* _EXCERPTED TEXT_:
######
Around 80 per cent of children now enrol in primary schools in Malawi, but less than a quarter complete the full eight years.

The Scottish global teachers I met in Malawi this week spoke of the dedication and skills of some of their Malawian colleagues trying to provide education for all in impossible conditions, often with little or no training beyond two years of secondary education. They have been humbled, too, by the generosity of the ordinary village people whose simple homes and basic diet of nsima (maize porridge) they are sharing for five weeks.

Many have found the experience a life-changing event.

They are the first of many more global teachers the Edinburgh charity Link Community Development Scotland will send following the co-operation agreement entered into last year by both governments. The scheme is sponsored by the Scottish Executive and HSBC bank, with support from the Educational Institute of Scotland and the General Teaching Council for Scotland.

Link Community Development in London has been sending teachers from all over the UK to South Africa, Uganda and Ghana since 2001. The idea is to help improve teaching and learning in African schools by sharing expertise and good practice. The scheme also creates longer-term links between schools in Africa and here to help both continents develop a global perspective in their teaching.

Susan Arnott, a teacher at Dean Park primary in Edinburgh, is currently at Gwengware primary school, Malawi. She said: “I’m absolutely loving it - more than I had expected. Living with a host family makes a real difference. Sleeping in the house with a local family in a village where they have never seen a white person before has made a real difference. It would not have been the same if we had been put up in a hotel.”

She has her own small room, bed, mosquito net and paraffin lamp in a tin-roofed hut shared with a friendly young couple and their three children. A fourth child died. She uses their pit latrine, washes in a bowl in an outhouse and, after family prayers are said, shares their meal cooked over a wood fire lit on the floor of another outhouse, with no chimney.

“These people have nothing. I thought I understood what that meant but these people really have nothing. So for them to share with me what little they have is really humbling. I go to sleep to the sounds of people singing and drumming in the village. I love it.”

Few of this year’s global teachers are themselves headteachers, so many find themselves taking on a far greater leadership role than they are used to. They receive training from Link before they go, and there is a support team on hand in Africa.

In Malawi, most are helping the headteacher of their assigned school to improve leadership and management as well as sharing practical teaching skills with other staff. Much of the teaching is highly formal and passive, with little involvement of pupils.
######
* _RECORD SET_:
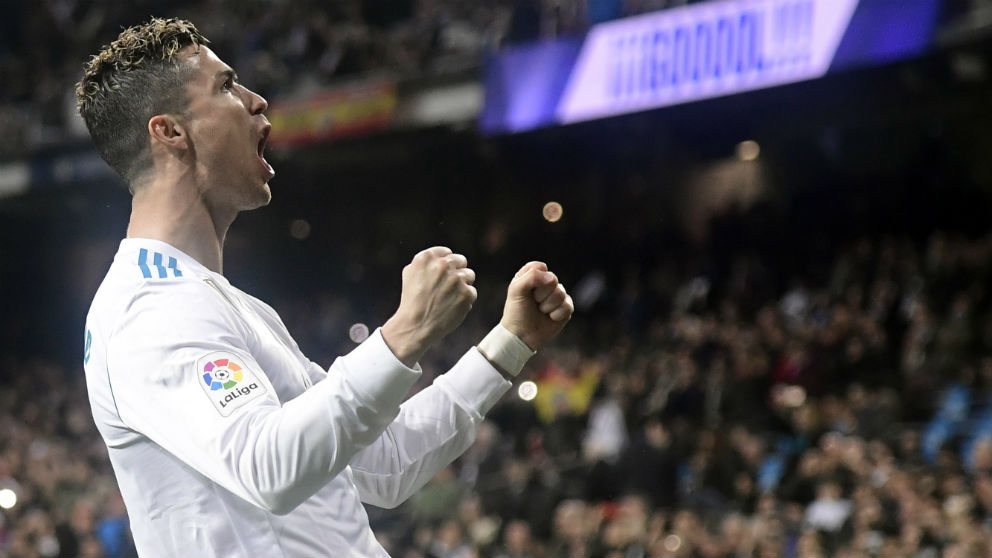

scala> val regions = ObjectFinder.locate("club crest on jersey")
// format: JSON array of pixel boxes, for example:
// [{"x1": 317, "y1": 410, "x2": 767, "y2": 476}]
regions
[{"x1": 196, "y1": 352, "x2": 265, "y2": 417}]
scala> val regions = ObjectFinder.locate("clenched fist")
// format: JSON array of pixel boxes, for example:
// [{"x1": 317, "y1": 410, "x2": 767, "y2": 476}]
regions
[
  {"x1": 382, "y1": 246, "x2": 478, "y2": 366},
  {"x1": 500, "y1": 262, "x2": 575, "y2": 351}
]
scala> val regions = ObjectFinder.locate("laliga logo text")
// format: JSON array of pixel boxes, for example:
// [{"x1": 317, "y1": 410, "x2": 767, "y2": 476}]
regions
[{"x1": 203, "y1": 358, "x2": 259, "y2": 408}]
######
* _DIRECTIONS_:
a. In the article on Scottish teachers in Malawi, what share of Malawian children complete all eight years of primary school?
b. Extend the article on Scottish teachers in Malawi beyond its final sentence.

* _RESULTS OF THE TASKS_:
a. Less than a quarter.

b.
Few Malawian primary heads have had any training for their responsibilities. Nor are they paid any more than ordinary teachers.

Susan Arnott has helped Thomas Fungatira, Gwengware’s head, draw up a development plan prioritising reading. When I visited, she was organising, with a global teacher at a nearby school, a joint training session in phonics for schools in their area. “Chichewa (the local language used in the first three years of primary) is ideal for phonics but they don’t teach the sounds of letters, only the names,” she said.

Ms Arnott has shown teachers how to read a story to pupils and is encouraging them to label things to provide more “environmental print”. Not only do rural Malawian children never see books or magazines, but they see little other print: there are few signs and they don’t buy things in packages.

The global teachers have clearly raised morale in Malawi. Mr Fungatira said: “The whole staff was very, very excited when we heard a global teacher was coming. She has trained us to improve our lessons very well and taught us about brain gym and group work, and helped us draw up a code of conduct and development plan.”

But he is under no illusions about the problems remaining in a school with 843 pupils, no proper toilets and just eight teachers - a teacher-pupil ratio in excess of 100:1. The Malawi standard for primaries is 60:1 and even where teachers are available few want to teach in rural areas.

There are 195 pupils in Gwengware’s standard 1 class, but by standard 8 poverty and failure have reduced numbers to 59. No money at all is provided for teaching resources, upkeep of classrooms or to build the low-rent teachers’ houses that might attract more staff to this remote school.